▶ [DIRECTIVE]:
Lay out every line of the records below as a JSON list of strings, one string per line, leaving out blank lines and the pictures.

▶ [DATA SUPPLIED]:
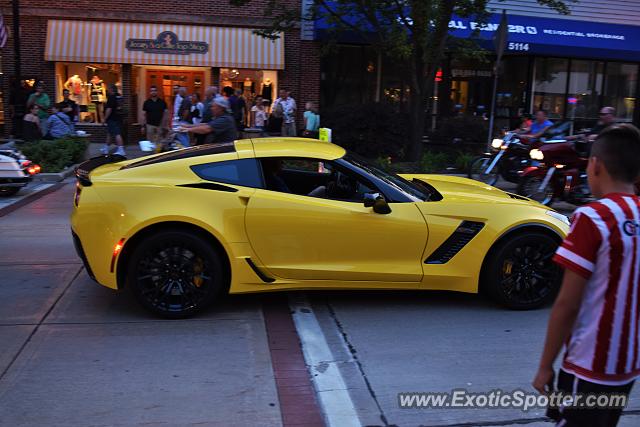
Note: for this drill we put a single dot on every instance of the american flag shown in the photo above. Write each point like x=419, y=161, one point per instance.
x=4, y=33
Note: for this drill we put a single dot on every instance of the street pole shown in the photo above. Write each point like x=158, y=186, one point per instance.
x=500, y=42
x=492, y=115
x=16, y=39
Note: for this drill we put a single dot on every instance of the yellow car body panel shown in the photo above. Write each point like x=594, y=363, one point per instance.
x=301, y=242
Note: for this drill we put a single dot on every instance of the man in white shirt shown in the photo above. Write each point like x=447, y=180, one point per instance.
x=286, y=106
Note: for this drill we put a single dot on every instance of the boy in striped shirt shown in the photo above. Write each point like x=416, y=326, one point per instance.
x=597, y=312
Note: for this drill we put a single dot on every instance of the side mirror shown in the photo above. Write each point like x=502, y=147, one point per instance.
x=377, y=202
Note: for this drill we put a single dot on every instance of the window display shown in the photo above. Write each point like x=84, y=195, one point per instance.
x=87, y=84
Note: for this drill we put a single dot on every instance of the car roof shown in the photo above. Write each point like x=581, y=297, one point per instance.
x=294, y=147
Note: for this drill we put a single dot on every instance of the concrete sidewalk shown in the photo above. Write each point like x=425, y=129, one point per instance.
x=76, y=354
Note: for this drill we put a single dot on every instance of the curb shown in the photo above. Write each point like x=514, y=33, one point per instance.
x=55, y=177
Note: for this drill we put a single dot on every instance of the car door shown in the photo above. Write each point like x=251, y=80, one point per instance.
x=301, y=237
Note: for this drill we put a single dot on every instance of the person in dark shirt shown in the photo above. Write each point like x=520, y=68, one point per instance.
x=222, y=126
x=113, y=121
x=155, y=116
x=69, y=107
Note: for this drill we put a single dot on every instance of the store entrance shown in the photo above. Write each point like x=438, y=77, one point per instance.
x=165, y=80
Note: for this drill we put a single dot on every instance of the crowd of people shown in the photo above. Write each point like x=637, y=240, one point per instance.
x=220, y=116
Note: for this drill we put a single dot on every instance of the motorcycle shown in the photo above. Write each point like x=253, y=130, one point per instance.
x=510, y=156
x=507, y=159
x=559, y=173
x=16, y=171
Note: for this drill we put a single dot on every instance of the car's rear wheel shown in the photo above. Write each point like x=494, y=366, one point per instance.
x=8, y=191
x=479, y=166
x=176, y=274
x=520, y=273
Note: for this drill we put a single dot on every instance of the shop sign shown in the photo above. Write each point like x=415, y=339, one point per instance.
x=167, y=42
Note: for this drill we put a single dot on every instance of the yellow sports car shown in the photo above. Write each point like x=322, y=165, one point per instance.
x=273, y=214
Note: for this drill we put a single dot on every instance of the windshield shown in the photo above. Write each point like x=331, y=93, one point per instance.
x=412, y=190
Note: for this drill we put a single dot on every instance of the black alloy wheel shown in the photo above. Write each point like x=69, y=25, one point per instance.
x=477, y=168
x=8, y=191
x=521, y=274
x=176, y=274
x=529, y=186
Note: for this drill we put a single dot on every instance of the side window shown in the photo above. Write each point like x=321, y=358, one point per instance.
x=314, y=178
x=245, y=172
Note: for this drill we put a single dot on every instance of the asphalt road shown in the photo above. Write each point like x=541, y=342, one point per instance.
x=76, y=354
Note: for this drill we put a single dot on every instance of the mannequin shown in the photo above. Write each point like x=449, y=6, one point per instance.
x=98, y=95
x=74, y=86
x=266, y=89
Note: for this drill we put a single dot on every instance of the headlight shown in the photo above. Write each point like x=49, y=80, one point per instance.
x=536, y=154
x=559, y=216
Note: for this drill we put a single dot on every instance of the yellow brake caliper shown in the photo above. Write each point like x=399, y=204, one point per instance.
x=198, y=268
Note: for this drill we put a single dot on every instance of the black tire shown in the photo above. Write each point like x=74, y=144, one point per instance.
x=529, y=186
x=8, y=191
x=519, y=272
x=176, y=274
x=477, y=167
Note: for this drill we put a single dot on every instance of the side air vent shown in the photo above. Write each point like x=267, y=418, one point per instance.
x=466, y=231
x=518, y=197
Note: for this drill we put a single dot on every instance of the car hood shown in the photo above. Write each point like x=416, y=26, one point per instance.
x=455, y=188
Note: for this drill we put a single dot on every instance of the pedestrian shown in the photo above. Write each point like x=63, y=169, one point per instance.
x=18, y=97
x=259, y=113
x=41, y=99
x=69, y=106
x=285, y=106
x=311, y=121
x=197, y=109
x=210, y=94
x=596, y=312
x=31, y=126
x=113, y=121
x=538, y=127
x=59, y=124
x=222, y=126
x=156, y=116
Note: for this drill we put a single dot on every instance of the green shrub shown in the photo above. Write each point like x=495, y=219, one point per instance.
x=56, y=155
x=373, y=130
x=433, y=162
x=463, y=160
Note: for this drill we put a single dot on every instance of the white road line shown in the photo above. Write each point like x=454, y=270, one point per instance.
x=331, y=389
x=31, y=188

▶ [FINISHED ANSWER]:
[
  "Note: for this drill we put a single dot on every instance of the american flag shown in the photo above. Write each point like x=419, y=161, one point per instance.",
  "x=4, y=33",
  "Note: for this drill we put a single dot on every instance of the street pole shown in the photo above. Write each point like x=158, y=186, one point per instance.",
  "x=500, y=42",
  "x=492, y=115",
  "x=16, y=39",
  "Note: for this drill we put a single dot on every instance of the yellow car body panel shown in the photo above. Write each point like x=594, y=363, one point per instance.",
  "x=301, y=242",
  "Note: for this drill we put a single dot on every instance of the man in white shirt shown in the photo above. Write each point like x=447, y=180, one point per instance.",
  "x=286, y=106",
  "Note: for this drill we put a single dot on every instance of the boy in striped shirt shown in the photo above. Write each point like x=416, y=326, one point per instance.",
  "x=597, y=312",
  "Note: for this drill we put a single dot on every instance of the side mirror shown in the photo above. Write each point like x=502, y=147, one point per instance.",
  "x=377, y=202",
  "Note: for this drill we put a single dot on every instance of the window display shown in the photo above. Write each point like x=84, y=195, one point per instance.",
  "x=87, y=84",
  "Note: for this drill we put a single dot on every instance of the car roof shown in the photo above. Write each point like x=581, y=297, one point per instance.",
  "x=294, y=147",
  "Note: for this drill we put a single dot on every instance of the concrete sidewalk shown in the photo above. Write each point like x=425, y=129, one point per instance.",
  "x=76, y=354",
  "Note: for this drill we put a single dot on every instance of the curb shown in the photo above. Write each point like x=514, y=33, one point per instance.",
  "x=55, y=177",
  "Note: for this drill we put a single dot on every instance of the car door shown in the photo above. Write each point like x=251, y=80, one point per instance.",
  "x=301, y=237",
  "Note: for this drill we put a single dot on every instance of the person in dark shirt shown in the photo above. Write each point like x=520, y=68, one point per instance.",
  "x=222, y=126",
  "x=113, y=121",
  "x=155, y=116",
  "x=69, y=107",
  "Note: for this drill we put a single dot on every instance of the store entrance shown in the photo above. Write each point like x=438, y=77, one point per instance.",
  "x=165, y=80",
  "Note: for this drill we put a single dot on every instance of the crowd of people shown in the photo above. Write each point like x=637, y=240, one point per instance.",
  "x=220, y=116",
  "Note: for this drill we put a single dot on every instance of the motorcycle shown in the photo above. Write each point like x=253, y=130, one point per instance.",
  "x=510, y=156",
  "x=507, y=159",
  "x=559, y=173",
  "x=16, y=171",
  "Note: for this drill we put a single dot on every instance of the car's rear wheel shown in the photo above. Write each point like x=494, y=366, one point per instance.",
  "x=8, y=191",
  "x=479, y=166",
  "x=176, y=274",
  "x=520, y=273",
  "Note: for this drill we put a single dot on every instance of the shop sign shown in the photo above. Write each point like x=415, y=339, one point per instance.",
  "x=167, y=42",
  "Note: for this drill we put a single dot on every instance of the yellow sports car shown in the photo above. Write each point like x=322, y=165, one point per instance.",
  "x=273, y=214",
  "Note: for this drill we put a single dot on every instance of the windshield shown in the photo above. Write each point like x=331, y=93, one point per instance.",
  "x=412, y=190",
  "Note: for this drill we put a single dot on every instance of the black alloy wheel shown in the photo above. Write each point like x=69, y=25, one point per instance.",
  "x=477, y=168",
  "x=8, y=191",
  "x=521, y=274",
  "x=176, y=274",
  "x=529, y=186",
  "Note: for this drill we put a single dot on every instance of the side window shown in the photo above. Write each point like x=321, y=358, one point per instance.",
  "x=314, y=178",
  "x=245, y=172",
  "Note: for this drill we put a single dot on every instance of the asphalt road shown in the photo above. Write each point like x=541, y=342, one point per instance.",
  "x=76, y=354",
  "Note: for this drill we put a single dot on every instance of the mannequin shown in the photo above. Write each point like x=449, y=6, one point per instance.",
  "x=98, y=95",
  "x=74, y=86",
  "x=266, y=89",
  "Note: for this drill we put a single dot on every instance of the headlight shown in the photo above. Write each point like x=49, y=80, one point per instance.",
  "x=536, y=154",
  "x=559, y=216",
  "Note: for this drill we put a single dot on every instance of the yellow brake caliper shown in the photo above. Write each point like x=399, y=204, one point per instance.",
  "x=198, y=268",
  "Note: for this drill we put a single dot on every instance of the black tire shown in the photo above. Write each point like x=74, y=144, one point per instance.",
  "x=529, y=186",
  "x=8, y=191",
  "x=519, y=272",
  "x=176, y=274",
  "x=477, y=167",
  "Note: for this drill we put a single dot on every instance of the side air vent shown in the photo above. Write each point like x=267, y=418, one point per instance.",
  "x=466, y=231",
  "x=518, y=197",
  "Note: for this drill we put a single dot on every instance of the car hood shown in the photo above. Write each point like x=416, y=26, one point per instance.",
  "x=455, y=188",
  "Note: for this drill we put a single dot on every instance of the pedestrian shown in the photo above. Write each point like x=63, y=169, one point per instance.",
  "x=18, y=97",
  "x=259, y=113",
  "x=41, y=99",
  "x=69, y=106",
  "x=285, y=106",
  "x=311, y=121",
  "x=197, y=109",
  "x=210, y=94",
  "x=596, y=312",
  "x=31, y=126",
  "x=113, y=121",
  "x=538, y=127",
  "x=59, y=124",
  "x=222, y=126",
  "x=156, y=116",
  "Note: for this drill we put a single dot on every instance of the green shrub shown in the photo above. Write each point like x=495, y=219, one point per instance.",
  "x=56, y=155",
  "x=373, y=130",
  "x=433, y=162",
  "x=463, y=160",
  "Note: for this drill we put a single dot on every instance of the white road line shown in the photo above. Write each point like x=454, y=270, one point per instance.",
  "x=331, y=389",
  "x=31, y=188"
]